◆ **Task brief**
Stop after the line with "output: one SVG"; until then, please copy every line of the records word for word from the first.

◆ **Stored data**
%%
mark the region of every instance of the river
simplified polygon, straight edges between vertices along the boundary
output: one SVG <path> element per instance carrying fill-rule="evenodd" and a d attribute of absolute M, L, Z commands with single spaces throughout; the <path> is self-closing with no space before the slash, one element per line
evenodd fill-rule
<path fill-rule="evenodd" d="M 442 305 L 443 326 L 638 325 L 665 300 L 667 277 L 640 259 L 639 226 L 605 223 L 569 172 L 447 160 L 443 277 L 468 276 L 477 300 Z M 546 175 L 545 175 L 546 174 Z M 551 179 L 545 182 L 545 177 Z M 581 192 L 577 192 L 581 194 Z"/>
%%
◆ **Worked solution**
mark the region of every instance of the river
simplified polygon, straight edges between vertices along the boundary
output: one SVG <path> element per instance carrying fill-rule="evenodd" and a d attribute of absolute M, L, Z commands with single spaces throughout; the <path> is self-closing with no space before the slash, one element per line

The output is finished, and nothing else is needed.